■ **ACTION ITEM**
Whenever a line in the entries includes the word "arched", copy that line out.

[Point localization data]
————————
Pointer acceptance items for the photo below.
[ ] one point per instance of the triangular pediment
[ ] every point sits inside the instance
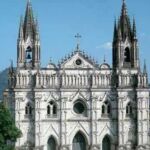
(79, 60)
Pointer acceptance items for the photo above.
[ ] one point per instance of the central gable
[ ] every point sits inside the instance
(79, 60)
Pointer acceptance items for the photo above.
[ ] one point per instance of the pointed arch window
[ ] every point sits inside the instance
(106, 109)
(127, 54)
(129, 109)
(51, 109)
(80, 108)
(51, 144)
(28, 110)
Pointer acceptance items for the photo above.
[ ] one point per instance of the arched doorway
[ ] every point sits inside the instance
(51, 144)
(79, 142)
(106, 143)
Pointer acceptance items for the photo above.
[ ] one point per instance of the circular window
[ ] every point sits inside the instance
(79, 108)
(51, 102)
(78, 62)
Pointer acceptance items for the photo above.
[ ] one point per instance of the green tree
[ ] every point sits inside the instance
(8, 131)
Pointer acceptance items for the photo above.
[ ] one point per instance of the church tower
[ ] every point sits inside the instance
(125, 48)
(28, 45)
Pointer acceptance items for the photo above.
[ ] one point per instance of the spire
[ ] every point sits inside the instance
(145, 68)
(125, 22)
(119, 35)
(134, 29)
(115, 31)
(124, 8)
(29, 20)
(20, 36)
(78, 36)
(11, 70)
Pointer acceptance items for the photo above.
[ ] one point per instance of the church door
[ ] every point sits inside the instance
(51, 144)
(79, 142)
(106, 144)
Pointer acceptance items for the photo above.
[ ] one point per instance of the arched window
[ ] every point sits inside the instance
(127, 55)
(106, 143)
(129, 109)
(106, 108)
(28, 54)
(103, 109)
(80, 108)
(79, 142)
(28, 109)
(51, 144)
(51, 109)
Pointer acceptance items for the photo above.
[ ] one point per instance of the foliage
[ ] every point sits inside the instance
(8, 131)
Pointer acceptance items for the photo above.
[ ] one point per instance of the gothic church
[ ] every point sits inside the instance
(79, 104)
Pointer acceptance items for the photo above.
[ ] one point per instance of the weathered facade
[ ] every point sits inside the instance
(79, 104)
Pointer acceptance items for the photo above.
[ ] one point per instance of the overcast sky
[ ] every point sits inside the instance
(60, 20)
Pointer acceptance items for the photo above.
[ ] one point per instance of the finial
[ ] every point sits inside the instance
(78, 36)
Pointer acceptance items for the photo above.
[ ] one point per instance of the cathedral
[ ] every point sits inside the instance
(79, 104)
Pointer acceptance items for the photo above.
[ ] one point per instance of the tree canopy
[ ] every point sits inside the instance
(8, 130)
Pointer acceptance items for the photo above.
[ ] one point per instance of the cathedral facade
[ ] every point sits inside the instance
(80, 104)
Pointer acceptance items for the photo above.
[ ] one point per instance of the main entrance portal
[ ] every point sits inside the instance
(79, 142)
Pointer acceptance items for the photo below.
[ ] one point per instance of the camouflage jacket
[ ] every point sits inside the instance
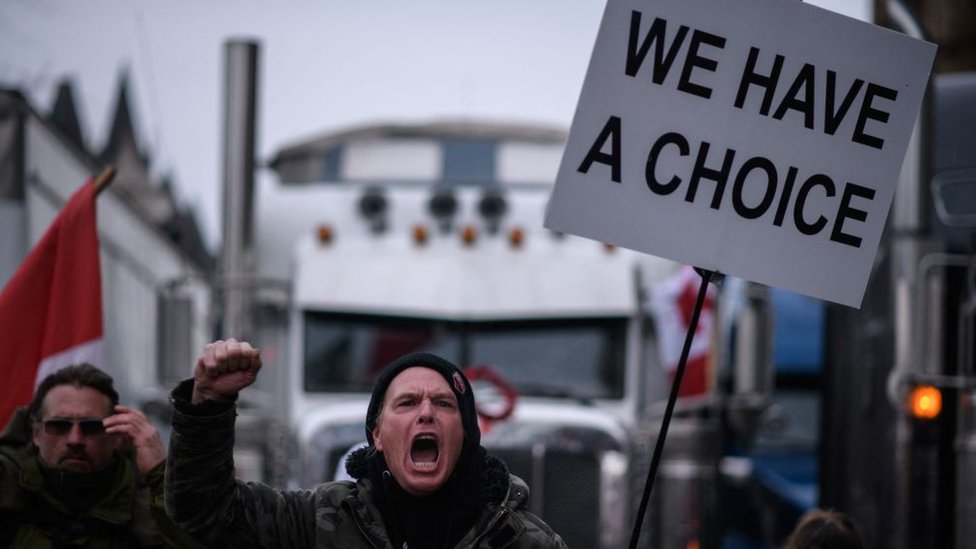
(130, 514)
(205, 499)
————————
■ **EXERCISE RESPONSE**
[ ] one point per instance of the arched doorway
[ ] one point per instance of the arched window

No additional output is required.